- _TASK DETAILS_: No pictures belong in the copy. Retype exactly, and only, the stretch of lines below from the one with "Target: pot rim" through the one with "Target: red thread bracelet on wrist".

[[ EXERCISE MATERIALS open ]]

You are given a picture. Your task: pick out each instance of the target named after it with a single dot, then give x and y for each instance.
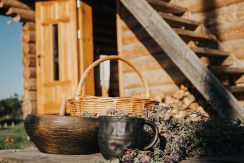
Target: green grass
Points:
(13, 137)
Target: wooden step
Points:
(210, 52)
(194, 36)
(178, 22)
(166, 7)
(236, 89)
(227, 70)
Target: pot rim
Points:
(118, 117)
(59, 116)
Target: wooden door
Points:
(57, 59)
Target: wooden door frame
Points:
(85, 45)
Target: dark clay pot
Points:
(116, 134)
(63, 134)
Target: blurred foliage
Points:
(11, 108)
(13, 137)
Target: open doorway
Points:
(105, 42)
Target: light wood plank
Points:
(178, 22)
(210, 52)
(166, 7)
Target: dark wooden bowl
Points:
(63, 134)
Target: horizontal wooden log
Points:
(29, 61)
(29, 26)
(29, 72)
(21, 14)
(154, 91)
(226, 105)
(179, 22)
(153, 77)
(29, 48)
(30, 84)
(150, 62)
(17, 4)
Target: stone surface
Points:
(32, 155)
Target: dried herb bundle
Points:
(180, 138)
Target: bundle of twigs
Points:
(180, 138)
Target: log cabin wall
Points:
(162, 75)
(224, 18)
(24, 12)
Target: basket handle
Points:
(112, 57)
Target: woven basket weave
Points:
(99, 105)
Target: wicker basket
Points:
(99, 105)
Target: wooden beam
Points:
(28, 36)
(210, 52)
(29, 26)
(29, 48)
(16, 3)
(29, 73)
(29, 61)
(178, 22)
(21, 14)
(194, 35)
(227, 70)
(223, 102)
(166, 7)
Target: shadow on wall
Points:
(176, 75)
(160, 57)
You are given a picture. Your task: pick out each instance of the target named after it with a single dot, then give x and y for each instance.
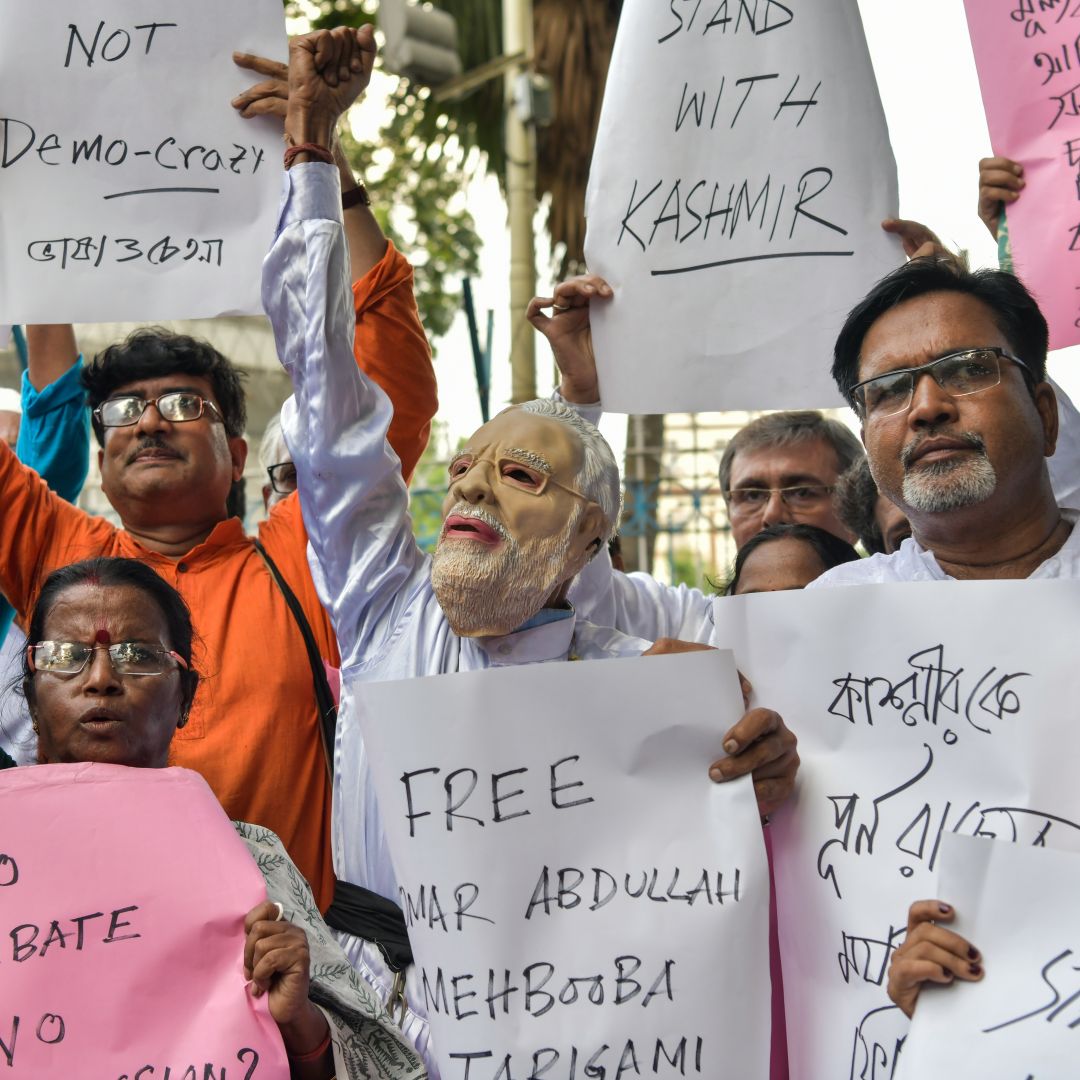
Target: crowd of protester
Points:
(257, 652)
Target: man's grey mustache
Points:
(480, 514)
(969, 437)
(152, 443)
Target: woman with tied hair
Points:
(108, 677)
(786, 556)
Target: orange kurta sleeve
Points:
(392, 349)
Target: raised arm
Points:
(351, 489)
(54, 435)
(389, 341)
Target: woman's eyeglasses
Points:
(127, 658)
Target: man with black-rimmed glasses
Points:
(947, 373)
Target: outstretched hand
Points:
(930, 954)
(1000, 181)
(327, 71)
(919, 240)
(569, 332)
(268, 98)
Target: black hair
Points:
(855, 497)
(117, 572)
(829, 549)
(793, 428)
(1012, 307)
(151, 352)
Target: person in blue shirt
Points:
(54, 441)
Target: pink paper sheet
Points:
(157, 980)
(1028, 57)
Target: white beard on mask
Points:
(487, 591)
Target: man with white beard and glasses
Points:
(947, 372)
(532, 497)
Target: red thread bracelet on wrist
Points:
(355, 197)
(313, 148)
(311, 1055)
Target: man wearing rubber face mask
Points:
(513, 531)
(530, 499)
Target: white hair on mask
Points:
(598, 477)
(272, 448)
(11, 401)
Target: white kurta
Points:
(638, 604)
(369, 572)
(912, 562)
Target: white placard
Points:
(920, 710)
(740, 175)
(1018, 905)
(581, 899)
(130, 188)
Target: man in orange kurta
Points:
(254, 731)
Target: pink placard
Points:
(1028, 57)
(122, 899)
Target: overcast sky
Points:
(929, 88)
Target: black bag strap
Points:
(324, 698)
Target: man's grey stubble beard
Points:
(941, 486)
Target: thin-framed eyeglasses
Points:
(747, 500)
(283, 477)
(177, 406)
(958, 374)
(526, 472)
(127, 658)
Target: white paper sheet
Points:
(597, 871)
(1018, 906)
(130, 188)
(920, 710)
(741, 171)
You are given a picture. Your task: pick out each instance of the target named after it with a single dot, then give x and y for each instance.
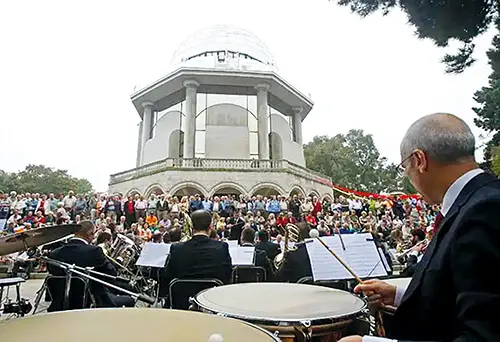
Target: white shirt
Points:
(449, 198)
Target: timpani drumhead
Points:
(108, 325)
(279, 302)
(399, 282)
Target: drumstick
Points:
(314, 233)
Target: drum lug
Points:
(306, 324)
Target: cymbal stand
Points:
(72, 269)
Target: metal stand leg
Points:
(39, 294)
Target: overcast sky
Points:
(68, 68)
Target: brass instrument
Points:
(292, 234)
(123, 251)
(187, 227)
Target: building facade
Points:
(223, 122)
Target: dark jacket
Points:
(84, 255)
(199, 258)
(452, 295)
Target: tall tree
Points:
(42, 179)
(441, 21)
(488, 98)
(353, 161)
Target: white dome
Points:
(223, 46)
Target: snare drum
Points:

[[ EXERCISE MATERIALS closed ]]

- _YOUR SOLUTION_:
Target: pot rim
Points:
(118, 117)
(59, 116)
Target: wooden door
Points:
(57, 59)
Target: wooden door frame
Points:
(85, 45)
Target: dark clay pot
Points:
(116, 134)
(63, 134)
Target: blurred foliage
Points:
(11, 108)
(13, 137)
Target: open doorway
Points:
(105, 42)
Target: light wood plank
Points:
(178, 22)
(210, 52)
(166, 7)
Target: dark wooden bowl
Points:
(63, 134)
Target: horizontal wooden log
Points:
(29, 61)
(29, 26)
(29, 72)
(21, 14)
(154, 91)
(226, 105)
(179, 22)
(153, 77)
(29, 48)
(30, 84)
(150, 62)
(17, 4)
Target: stone surface
Points:
(32, 155)
Target: dried herb bundle
Points:
(180, 138)
Target: bundle of twigs
Points:
(180, 138)
Target: log cabin wall
Points:
(162, 75)
(224, 18)
(24, 12)
Target: basket handle
Points:
(112, 57)
Target: woven basket weave
Points:
(99, 105)
Target: wicker basket
Points:
(99, 105)
Target: wooden beam
Points:
(28, 36)
(210, 52)
(29, 26)
(29, 48)
(16, 3)
(29, 73)
(29, 61)
(178, 22)
(21, 14)
(194, 35)
(227, 70)
(223, 102)
(166, 7)
Target: shadow on wall
Points:
(176, 75)
(160, 57)
You are given a picture. Your task: pick out each instance of the target named after it with a single dot, then give x and y for each instance.
Target: crowd of protester
Points:
(257, 652)
Target: man's grey mustache
Points:
(480, 514)
(969, 437)
(152, 443)
Target: woman with tied hair
Points:
(108, 677)
(786, 556)
Target: orange kurta sleeve
Points:
(392, 349)
Target: raised arm
Points:
(351, 489)
(54, 435)
(389, 341)
Target: woman's eyeglasses
Points:
(127, 658)
Target: man with black-rimmed glasses
Points:
(947, 373)
Target: outstretched hand
Points:
(930, 954)
(1000, 181)
(327, 71)
(919, 240)
(569, 332)
(268, 98)
Target: black hair
Points:
(855, 497)
(117, 572)
(829, 549)
(793, 428)
(1012, 307)
(151, 352)
Target: person in blue shirt
Points:
(54, 441)
Target: pink paper sheet
Points:
(157, 980)
(1028, 57)
Target: white beard on mask
Points:
(487, 591)
Target: man with white beard and glasses
Points:
(947, 372)
(532, 497)
Target: red thread bracelet on wrist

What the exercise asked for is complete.